++++ Exercise data ++++
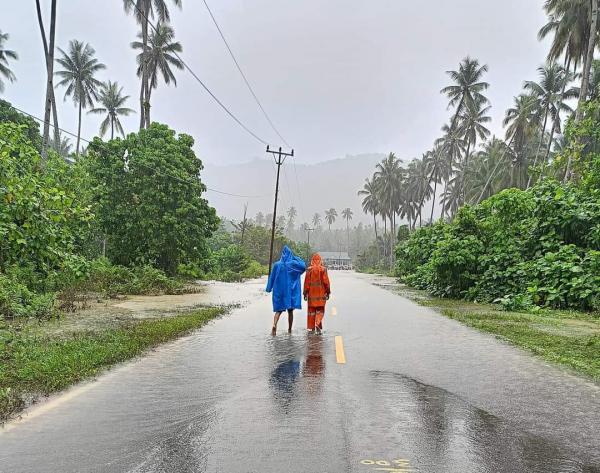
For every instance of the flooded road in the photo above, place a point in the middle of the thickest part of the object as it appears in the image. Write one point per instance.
(418, 392)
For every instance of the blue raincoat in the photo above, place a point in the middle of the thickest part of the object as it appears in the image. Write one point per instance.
(284, 281)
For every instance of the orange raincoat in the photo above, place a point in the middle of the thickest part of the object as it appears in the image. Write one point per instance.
(316, 292)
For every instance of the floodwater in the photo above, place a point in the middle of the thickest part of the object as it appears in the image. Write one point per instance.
(418, 392)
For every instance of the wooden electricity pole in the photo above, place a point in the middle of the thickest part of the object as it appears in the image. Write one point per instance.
(279, 160)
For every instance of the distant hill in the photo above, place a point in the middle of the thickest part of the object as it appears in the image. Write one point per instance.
(333, 183)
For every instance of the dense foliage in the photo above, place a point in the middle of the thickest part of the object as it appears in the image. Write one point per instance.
(148, 201)
(522, 248)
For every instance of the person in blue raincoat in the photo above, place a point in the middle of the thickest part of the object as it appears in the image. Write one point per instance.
(284, 283)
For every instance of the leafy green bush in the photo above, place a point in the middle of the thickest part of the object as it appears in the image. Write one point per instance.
(38, 213)
(17, 301)
(113, 280)
(519, 248)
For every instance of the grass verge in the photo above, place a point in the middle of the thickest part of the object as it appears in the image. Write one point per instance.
(33, 366)
(568, 338)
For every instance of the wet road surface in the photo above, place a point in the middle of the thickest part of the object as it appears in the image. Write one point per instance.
(419, 392)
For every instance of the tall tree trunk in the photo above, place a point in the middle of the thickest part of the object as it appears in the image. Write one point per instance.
(463, 193)
(557, 120)
(375, 225)
(148, 96)
(143, 86)
(50, 103)
(537, 153)
(585, 80)
(78, 131)
(433, 203)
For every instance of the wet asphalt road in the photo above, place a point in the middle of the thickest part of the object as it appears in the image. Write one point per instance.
(419, 392)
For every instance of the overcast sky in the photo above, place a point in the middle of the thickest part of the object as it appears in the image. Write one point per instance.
(336, 76)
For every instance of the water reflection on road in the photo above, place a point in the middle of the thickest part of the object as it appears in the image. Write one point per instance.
(412, 397)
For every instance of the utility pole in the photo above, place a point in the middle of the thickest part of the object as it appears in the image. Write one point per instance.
(280, 157)
(308, 230)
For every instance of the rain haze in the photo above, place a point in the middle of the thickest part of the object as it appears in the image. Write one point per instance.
(337, 78)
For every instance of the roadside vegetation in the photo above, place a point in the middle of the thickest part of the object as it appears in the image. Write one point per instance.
(566, 337)
(35, 365)
(506, 232)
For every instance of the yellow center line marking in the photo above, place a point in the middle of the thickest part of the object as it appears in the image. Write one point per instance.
(340, 356)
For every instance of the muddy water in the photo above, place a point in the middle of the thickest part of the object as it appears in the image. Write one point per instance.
(419, 392)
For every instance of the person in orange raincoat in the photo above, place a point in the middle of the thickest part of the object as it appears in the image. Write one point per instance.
(316, 291)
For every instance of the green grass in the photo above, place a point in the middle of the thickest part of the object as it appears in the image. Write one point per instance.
(568, 338)
(31, 365)
(555, 338)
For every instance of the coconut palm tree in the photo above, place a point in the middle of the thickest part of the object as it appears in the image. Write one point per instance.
(551, 94)
(522, 122)
(347, 215)
(472, 126)
(438, 168)
(330, 216)
(569, 24)
(452, 146)
(260, 219)
(80, 67)
(316, 220)
(467, 88)
(370, 203)
(389, 178)
(5, 55)
(159, 58)
(144, 10)
(419, 186)
(112, 99)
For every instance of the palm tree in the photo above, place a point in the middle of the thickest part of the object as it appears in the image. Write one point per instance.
(112, 99)
(472, 126)
(347, 215)
(80, 66)
(569, 23)
(389, 177)
(419, 186)
(438, 168)
(316, 220)
(330, 216)
(551, 93)
(522, 122)
(260, 219)
(453, 145)
(370, 204)
(143, 11)
(487, 176)
(158, 58)
(5, 55)
(468, 87)
(50, 103)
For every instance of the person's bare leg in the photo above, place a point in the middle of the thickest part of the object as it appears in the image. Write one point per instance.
(275, 321)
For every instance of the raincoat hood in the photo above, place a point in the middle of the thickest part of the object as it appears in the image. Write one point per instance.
(286, 254)
(316, 260)
(284, 281)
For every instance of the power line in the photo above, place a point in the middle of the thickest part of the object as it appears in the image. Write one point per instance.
(204, 86)
(244, 76)
(185, 181)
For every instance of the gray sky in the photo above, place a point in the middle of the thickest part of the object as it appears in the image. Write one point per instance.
(337, 76)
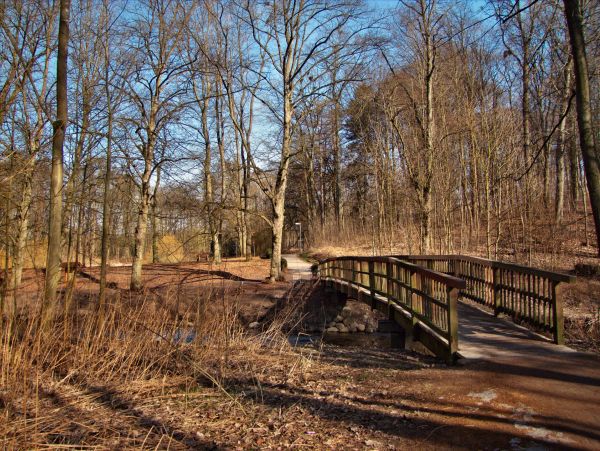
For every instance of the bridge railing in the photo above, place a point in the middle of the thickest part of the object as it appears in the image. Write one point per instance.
(527, 294)
(411, 294)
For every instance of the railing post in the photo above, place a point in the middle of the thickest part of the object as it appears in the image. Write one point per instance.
(372, 283)
(451, 267)
(557, 317)
(496, 289)
(452, 300)
(388, 288)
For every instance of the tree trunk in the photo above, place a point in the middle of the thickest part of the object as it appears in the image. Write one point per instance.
(280, 187)
(56, 178)
(584, 112)
(105, 201)
(155, 257)
(559, 198)
(140, 235)
(22, 228)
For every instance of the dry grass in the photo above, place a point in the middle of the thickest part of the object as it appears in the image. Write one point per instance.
(72, 385)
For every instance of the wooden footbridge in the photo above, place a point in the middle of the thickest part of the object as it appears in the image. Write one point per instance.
(421, 293)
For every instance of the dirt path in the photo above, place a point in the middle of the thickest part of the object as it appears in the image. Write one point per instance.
(554, 383)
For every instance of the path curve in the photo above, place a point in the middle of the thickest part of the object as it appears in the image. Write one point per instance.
(298, 267)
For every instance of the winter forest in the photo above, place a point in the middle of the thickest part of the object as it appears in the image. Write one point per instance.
(141, 133)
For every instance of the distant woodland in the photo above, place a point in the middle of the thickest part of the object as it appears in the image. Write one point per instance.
(171, 130)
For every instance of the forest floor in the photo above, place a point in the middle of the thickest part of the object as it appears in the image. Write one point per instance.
(254, 390)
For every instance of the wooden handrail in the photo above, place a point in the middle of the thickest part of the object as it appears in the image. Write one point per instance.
(447, 279)
(555, 276)
(527, 294)
(422, 301)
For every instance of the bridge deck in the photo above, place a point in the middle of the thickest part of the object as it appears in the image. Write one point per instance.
(555, 389)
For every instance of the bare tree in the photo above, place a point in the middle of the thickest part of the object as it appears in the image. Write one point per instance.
(155, 88)
(574, 15)
(59, 128)
(296, 38)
++++
▶ **What is expected**:
Without including any picture, print all of the entries above exactly.

▶ **Answer to this exercise**:
For every instance of the flooded road in the photo above, place a point in the middle of the thickest part of the object as it appears in the image. Write one point per instance.
(418, 392)
For every instance of the blue raincoat in the photo above, place a point in the middle of the thickest part of the object as it appears in the image. Write one point per instance.
(284, 281)
For every instance of the orange raincoat in the photo above, place a point in the middle of the thickest part of the object as it appears in the image. Write one point per instance.
(316, 292)
For every instance of the floodwater in the photo above, place a point in the middle of the thickest part of the object as it appears in the image. Write one point per instance.
(418, 392)
For every instance of the wooden electricity pole in the photo above, place a point in the middle of the thickest part of the object as it appears in the image. Write one point per instance.
(279, 160)
For every instance of the distant hill in the photo above, place a point in the middle of the thickest part of the object as it appears in the image. Write one point per instance.
(333, 183)
For every instance of the dense foliage in the photo above, place a point in the middle of the thickest part of the object as it appears in the image. Write one point per instance.
(148, 201)
(522, 248)
For every instance of the person in blue raincoat in the photo above, place a point in the middle of the thickest part of the object as it appears in the image. Write one point per instance.
(284, 283)
For every instance of the leafy green bush in the photo above, place a point in the middle of the thickest part of the object as it appears in the image. Write one point per instance.
(38, 213)
(17, 301)
(113, 280)
(519, 248)
For every instance of the grass verge in the photo above, place a point in the middle of the thickest part of the object as it appears in the image. Write one point per instance.
(33, 366)
(568, 338)
For every instance of the wet road surface in the photo above, place a point in the middle of the thickest part of the object as it appears in the image. Write one point per instance.
(419, 392)
For every instance of the tall tree trunk in the photo above, place a point in the middle of the thickest part of the object as it appears in the image. Write one point per instance.
(463, 193)
(557, 120)
(375, 225)
(148, 96)
(143, 86)
(50, 103)
(537, 153)
(585, 80)
(78, 131)
(433, 203)
For every instance of the wet asphalt road in the photo above, place a point in the middle of the thickest part of the object as it appears in the image. Write one point per instance.
(419, 392)
For every instance of the overcast sky in the photo above, place a point in the middle of the thickest part of the object as it appears in the image. Write one point per instance.
(336, 76)
For every instance of the water reflection on road in the photo above, place a point in the middle of the thickest part of the object as it appears in the image. Write one point per instance.
(412, 397)
For every instance of the utility pole in the photo above, place a point in the middle of the thickest part of the object as it appears in the image. Write one point per instance.
(280, 157)
(308, 230)
For every instance of the rain haze in the photo above, place a point in the middle of the thickest part of the object as it appears in the image. Write one point per instance.
(337, 78)
For every instance of the roadside vegetation in the photo above, place a point in the middle of the thickest part of the object as it appears in the image. Write one point per instance.
(566, 337)
(35, 365)
(506, 232)
For every instance of the yellow center line marking in the photo above, place a point in the middle of the thickest part of the object as it appears in the image. Write one point per instance.
(340, 356)
For every instance of the muddy water in the photo above, place a point in the middle of the thickest part of the object as it appears in the image. Write one point per instance.
(419, 392)
For every instance of the person in orange raincoat in the photo above, place a point in the middle of the thickest part of the object as it appears in the image. Write one point per instance.
(316, 291)
For every instance of the green grass in the photo above, place a point in the middle of the thickest part of the object as it appears in the image. Write one point per instance.
(568, 338)
(31, 365)
(555, 338)
For every instance of the coconut palm tree in the photo above, place a point in the middle of the thickest part of the object as it appears in the image. Write one point per instance.
(551, 94)
(522, 122)
(347, 215)
(472, 126)
(438, 168)
(330, 216)
(569, 24)
(452, 146)
(260, 219)
(80, 67)
(316, 220)
(467, 88)
(370, 203)
(389, 178)
(5, 55)
(159, 58)
(144, 10)
(419, 186)
(112, 99)
For every instance of the palm tree in the photo above, place a point in the middle of the thickest part of the object as it appears in the image. Write one point per instance.
(112, 99)
(472, 126)
(347, 215)
(80, 66)
(569, 23)
(389, 177)
(419, 186)
(438, 168)
(316, 220)
(330, 216)
(551, 93)
(522, 122)
(260, 219)
(453, 145)
(370, 204)
(143, 11)
(487, 176)
(158, 58)
(5, 55)
(468, 87)
(50, 103)
For every instance of the person's bare leg in the photo above, place a point in the middle of the thickest part of the object as it appears in the image. Write one point per instance.
(275, 321)
For every instance of the raincoat hood in the photo above, place a point in the middle of the thickest part of the object as it appears in the image. Write one point per instance.
(286, 254)
(316, 260)
(284, 281)
For every instance of the power line in the photo above, place a point in the middle of the thickest part of the object as it appears in the image. Write one point per instance.
(204, 86)
(244, 76)
(185, 181)
For every instance of the gray sky in the photo above, place a point in the middle of the thickest part of the object as it appears in the image. Write one point per instance.
(337, 76)
For every instance of the bridge railing in the photo above, place a point in the middle of the thickest part of the object as it appears in the image. Write one point per instance.
(527, 294)
(411, 294)
For every instance of the railing post in the photo above, place a point in the middle of the thickest part of the object as it appears in the image. Write one point per instance.
(372, 283)
(451, 267)
(557, 317)
(496, 289)
(452, 300)
(388, 288)
For every instance of the tree trunk in the photo above, place a point in the middle of the thickest part of the object as it appears in the image. Write one point per instance.
(280, 187)
(56, 178)
(584, 112)
(105, 201)
(155, 257)
(559, 198)
(140, 235)
(22, 228)
For every instance of the dry grass in the photo above, place a point in the middle of the thickest part of the object as it appears in the image. Write one point per instance.
(72, 385)
For every instance of the wooden footbridge in the photo above, place a point in the middle of the thickest part of the object as it appears in the image. Write one point per instance.
(421, 293)
For every instance of the dirt path in the photo above, place a point in the middle of the thickest part of the object as it appears in the image. Write one point per instance.
(554, 383)
For every instance of the path curve in the photo above, place a point in the middle of the thickest part of the object as it appears in the image. Write one point per instance.
(298, 267)
For every instance of the winter forest in the photo above, place a point in the middle of the thickest part of the object as it appears in the image. Write one point per instance.
(141, 133)
For every instance of the distant woodland in the photo above, place a point in the middle of the thickest part of the object as it appears in the image. Write one point per instance.
(171, 130)
For every instance of the forest floor in the photo above, place a point in the middle of the thickest part of the object as it appears in the image. Write one point per instance.
(254, 390)
For every instance of the wooden handrail in the photo above, place a point in the middle of the thickest part of the object as it appears in the image. Write one point per instance.
(447, 279)
(555, 276)
(527, 294)
(422, 301)
For every instance of the bridge deck in the photo above, place a point in the middle of the thickest part of the object as it appears in the image. Write one point per instance.
(555, 389)
For every instance of the bare tree in the photo above, place a point in the middle of the thickest part of the object as it appears in the image. Write one point per instance.
(155, 88)
(574, 15)
(59, 128)
(296, 38)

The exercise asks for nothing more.